## [What you need to do]
Give every line below again, exactly.
** Start of Task input **
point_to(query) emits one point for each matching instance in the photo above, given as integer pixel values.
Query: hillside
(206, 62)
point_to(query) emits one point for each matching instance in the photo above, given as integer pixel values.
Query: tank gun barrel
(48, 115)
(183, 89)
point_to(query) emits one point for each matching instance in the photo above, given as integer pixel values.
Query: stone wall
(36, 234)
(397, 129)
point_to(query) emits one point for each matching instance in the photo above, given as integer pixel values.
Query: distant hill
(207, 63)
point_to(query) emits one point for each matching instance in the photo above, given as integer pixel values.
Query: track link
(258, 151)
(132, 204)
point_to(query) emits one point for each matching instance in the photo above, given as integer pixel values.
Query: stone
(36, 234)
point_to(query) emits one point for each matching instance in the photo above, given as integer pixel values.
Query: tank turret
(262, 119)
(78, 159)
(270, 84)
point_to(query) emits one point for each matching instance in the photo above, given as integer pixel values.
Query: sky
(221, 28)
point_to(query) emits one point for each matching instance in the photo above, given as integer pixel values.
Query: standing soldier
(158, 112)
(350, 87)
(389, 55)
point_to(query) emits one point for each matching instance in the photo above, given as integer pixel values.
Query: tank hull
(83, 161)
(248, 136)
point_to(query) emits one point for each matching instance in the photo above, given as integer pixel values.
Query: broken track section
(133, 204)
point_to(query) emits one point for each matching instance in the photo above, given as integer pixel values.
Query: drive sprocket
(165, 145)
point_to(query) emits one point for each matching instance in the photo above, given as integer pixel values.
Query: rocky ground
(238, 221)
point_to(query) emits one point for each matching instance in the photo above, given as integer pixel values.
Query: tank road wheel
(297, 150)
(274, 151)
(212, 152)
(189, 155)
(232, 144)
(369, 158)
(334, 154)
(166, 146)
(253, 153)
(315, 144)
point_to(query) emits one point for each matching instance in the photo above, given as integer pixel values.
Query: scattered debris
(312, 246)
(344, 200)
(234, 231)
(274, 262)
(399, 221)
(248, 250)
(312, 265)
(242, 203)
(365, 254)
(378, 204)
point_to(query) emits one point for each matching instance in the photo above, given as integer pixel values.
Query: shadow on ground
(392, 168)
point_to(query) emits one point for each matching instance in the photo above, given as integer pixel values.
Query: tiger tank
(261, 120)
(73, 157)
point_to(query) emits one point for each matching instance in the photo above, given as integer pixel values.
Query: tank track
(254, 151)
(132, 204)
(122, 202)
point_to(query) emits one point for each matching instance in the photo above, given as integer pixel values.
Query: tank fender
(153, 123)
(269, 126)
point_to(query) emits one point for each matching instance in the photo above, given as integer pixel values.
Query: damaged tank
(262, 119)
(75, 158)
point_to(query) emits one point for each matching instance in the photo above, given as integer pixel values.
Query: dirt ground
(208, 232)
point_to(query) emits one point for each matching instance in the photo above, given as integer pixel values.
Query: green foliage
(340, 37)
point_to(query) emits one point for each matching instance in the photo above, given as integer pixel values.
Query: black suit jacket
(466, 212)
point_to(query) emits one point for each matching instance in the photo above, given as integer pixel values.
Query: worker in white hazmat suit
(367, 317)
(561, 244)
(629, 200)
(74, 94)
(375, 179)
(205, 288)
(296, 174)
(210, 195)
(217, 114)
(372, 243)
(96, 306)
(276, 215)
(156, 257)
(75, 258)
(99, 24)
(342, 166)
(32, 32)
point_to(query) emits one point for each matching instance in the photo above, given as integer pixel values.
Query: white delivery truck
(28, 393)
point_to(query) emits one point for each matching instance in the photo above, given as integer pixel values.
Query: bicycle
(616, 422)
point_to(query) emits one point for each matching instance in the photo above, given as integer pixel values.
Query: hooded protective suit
** End of Task input **
## [Result of this task]
point_to(query) emits one point for each matching instance in the photo above, given as integer pixel values.
Query: hillside
(206, 62)
point_to(query) emits one point for each matching instance in the photo above, given as integer pixel values.
Query: tank gun barrel
(48, 115)
(183, 89)
point_to(query) emits one point for each matching instance in the photo above, given as integer pixel values.
Query: stone wall
(36, 234)
(397, 129)
point_to(query) emits one point for each matching instance in the photo above, given as integer pixel values.
Query: distant hill
(207, 63)
point_to(query) emits one point for each matching instance in the photo above, given as integer pixel values.
Query: track link
(258, 151)
(132, 204)
point_to(query) emits one point for each matching instance in the photo above, given as integer pixel values.
Query: stone
(36, 234)
point_to(query) emits one point for each matching instance in the photo above, given as integer pixel values.
Query: tank turret
(262, 119)
(78, 159)
(270, 84)
point_to(query) emits one point for each matching instance in the photo above, given as integer pixel values.
Query: sky
(221, 28)
point_to(query) emits one point for each matching instance in the photo above, given as integer pixel values.
Query: standing soldier
(158, 112)
(350, 87)
(389, 55)
point_to(query) emits one point for each matching instance in the photo above, given as integer pixel values.
Query: tank hull
(83, 161)
(248, 136)
point_to(query) emits one point for each matching instance in the photo above, given as integer pixel values.
Query: broken track section
(133, 204)
point_to(query) emits one point for each matching instance in the photo above, given as integer pixel values.
Query: drive sprocket
(165, 145)
point_to(query) emits one point for each matching instance in the photo above, given as integer pixel values.
Query: rocky ground
(238, 221)
point_to(query) emits one point for each matching instance in the photo above, given as integer pixel values.
Query: tank road wheel
(297, 150)
(274, 151)
(212, 152)
(189, 155)
(232, 144)
(369, 158)
(334, 154)
(166, 146)
(253, 153)
(315, 144)
point_to(query) emits one point for each matching instance in the photo above, given as integer pixel values.
Query: scattered debris
(312, 246)
(344, 200)
(234, 231)
(274, 262)
(399, 221)
(248, 250)
(312, 265)
(242, 203)
(365, 254)
(378, 204)
point_to(query) emits one point for each matching instance in the photo above, given as integer pixel values.
Query: shadow on ground
(392, 168)
point_to(query) emits one point for each matching instance in the photo above, given as integer pixel values.
Query: tiger tank
(261, 120)
(73, 157)
point_to(query) emits one point for each matching instance in the photo above, given as integer pixel values.
Query: tank track
(254, 151)
(132, 204)
(122, 202)
point_to(query) emits one point for each matching instance in the photo above, given as integer pixel values.
Query: tank fender
(153, 123)
(269, 126)
point_to(query) emits one point for each matching instance in the photo above, given as integer pixel values.
Query: damaged tank
(262, 119)
(75, 158)
point_to(query) emits one point for each matching instance in the photo above, given as integer pixel values.
Query: dirt ground
(208, 232)
point_to(query) emits one point for each matching instance in the photo above, given as integer pixel values.
Query: green foliage
(340, 37)
point_to(query) emits one point for each matching instance in the photo above, given as integer pixel values.
Query: black suit jacket
(466, 212)
point_to(query) emits one point for each matching instance in the photo above, given as integer pixel values.
Query: worker in white hazmat suit
(367, 317)
(561, 244)
(629, 200)
(74, 94)
(375, 179)
(205, 288)
(296, 174)
(210, 195)
(217, 114)
(372, 243)
(96, 306)
(276, 215)
(156, 257)
(75, 258)
(99, 24)
(342, 166)
(32, 32)
point_to(query) emits one point for each matching instance in the photo above, given as integer pixel values.
Query: white delivery truck
(28, 393)
point_to(query) emits one point for each matching instance in the photo above, given as integer pixel values.
Query: bicycle
(616, 422)
point_to(query) emits one point for each matching instance in the photo above, given as integer pixel values.
Query: hooded protective suit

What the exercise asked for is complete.